Written task: Copy out exactly the lines from the line containing "Objective — one point per instance of the fishing" to the end of the listing.

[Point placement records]
** Begin **

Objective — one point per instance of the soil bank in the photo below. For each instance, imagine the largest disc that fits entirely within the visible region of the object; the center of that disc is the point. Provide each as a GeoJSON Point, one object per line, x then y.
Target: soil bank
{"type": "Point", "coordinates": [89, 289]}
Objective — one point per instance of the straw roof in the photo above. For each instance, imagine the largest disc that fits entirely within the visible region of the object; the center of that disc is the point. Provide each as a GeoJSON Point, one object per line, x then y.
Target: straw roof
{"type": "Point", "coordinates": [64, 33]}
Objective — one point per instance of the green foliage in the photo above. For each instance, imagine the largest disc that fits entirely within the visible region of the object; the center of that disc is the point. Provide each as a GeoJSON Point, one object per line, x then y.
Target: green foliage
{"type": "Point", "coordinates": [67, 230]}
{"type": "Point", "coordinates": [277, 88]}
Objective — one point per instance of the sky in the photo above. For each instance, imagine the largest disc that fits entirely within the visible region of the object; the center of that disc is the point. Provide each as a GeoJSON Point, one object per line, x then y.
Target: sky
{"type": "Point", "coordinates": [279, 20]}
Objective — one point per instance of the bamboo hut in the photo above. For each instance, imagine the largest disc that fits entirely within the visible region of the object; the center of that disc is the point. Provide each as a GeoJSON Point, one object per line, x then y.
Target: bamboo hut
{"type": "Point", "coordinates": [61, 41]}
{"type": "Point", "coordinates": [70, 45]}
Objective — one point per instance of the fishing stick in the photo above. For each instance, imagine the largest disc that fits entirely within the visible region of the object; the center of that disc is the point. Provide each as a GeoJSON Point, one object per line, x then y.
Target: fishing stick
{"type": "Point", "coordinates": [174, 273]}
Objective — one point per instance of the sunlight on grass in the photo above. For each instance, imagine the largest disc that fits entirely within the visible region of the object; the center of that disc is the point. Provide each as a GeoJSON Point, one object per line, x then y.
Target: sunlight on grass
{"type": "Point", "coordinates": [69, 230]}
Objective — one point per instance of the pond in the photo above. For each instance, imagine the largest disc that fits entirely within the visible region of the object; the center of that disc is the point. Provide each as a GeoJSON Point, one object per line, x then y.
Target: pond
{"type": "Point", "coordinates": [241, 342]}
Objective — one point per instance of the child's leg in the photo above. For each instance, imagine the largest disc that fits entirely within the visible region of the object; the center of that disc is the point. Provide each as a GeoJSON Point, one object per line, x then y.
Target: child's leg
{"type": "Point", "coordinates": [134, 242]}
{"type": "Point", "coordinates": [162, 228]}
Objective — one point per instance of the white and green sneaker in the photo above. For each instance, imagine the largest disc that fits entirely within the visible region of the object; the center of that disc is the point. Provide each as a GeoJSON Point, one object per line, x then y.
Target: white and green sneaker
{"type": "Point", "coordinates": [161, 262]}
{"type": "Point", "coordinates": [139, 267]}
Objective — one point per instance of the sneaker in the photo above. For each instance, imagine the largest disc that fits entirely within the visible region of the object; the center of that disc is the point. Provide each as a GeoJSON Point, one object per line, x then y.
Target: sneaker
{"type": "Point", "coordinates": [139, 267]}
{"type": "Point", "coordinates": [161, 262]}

** End **

Solution to this exercise:
Objective — one point per instance of the fishing stick in the photo above. For each instance, imagine the largest disc that fits entirely within the visible region of the object; the center of that disc is the point. Provide each as a GeoJSON Point, one object per line, x then y.
Target: fishing stick
{"type": "Point", "coordinates": [174, 273]}
Objective — one point per instance of the sunlight on grass in the photo above. For each instance, imagine the largest disc that fits entirely within the visible region of the object; the center of that disc is the point. Provide each as a GeoJSON Point, one object per line, x then y.
Target: sunlight on grass
{"type": "Point", "coordinates": [69, 230]}
Objective — one point per instance of the pond in the photo above. For each instance, imagine the largest disc that fits entirely within the visible region of the object; the center of that disc is the point. Provide each as a GeoJSON Point, one object per line, x then y.
Target: pond
{"type": "Point", "coordinates": [241, 342]}
Objective — one point per instance of the child's leg in the photo above. For each instance, imagine the largest disc that fits entirely within the visible region of the object; the center of that disc is the point. Provide each as a GeoJSON Point, one object per line, x then y.
Target: child's leg
{"type": "Point", "coordinates": [134, 242]}
{"type": "Point", "coordinates": [162, 228]}
Objective — one point per instance of the white and green sneaker in the photo above. For each instance, imagine the largest disc that fits entirely within the visible region of the object; the center of that disc is the point. Provide each as a GeoJSON Point, one object per line, x then y.
Target: white and green sneaker
{"type": "Point", "coordinates": [161, 262]}
{"type": "Point", "coordinates": [139, 267]}
Objective — one point per instance of the sneaker in the photo above. For each instance, imagine the largest disc that fits entirely within the visible region of the object; the center of that disc is the point. Provide each as a GeoJSON Point, one object per line, x then y.
Target: sneaker
{"type": "Point", "coordinates": [139, 267]}
{"type": "Point", "coordinates": [161, 262]}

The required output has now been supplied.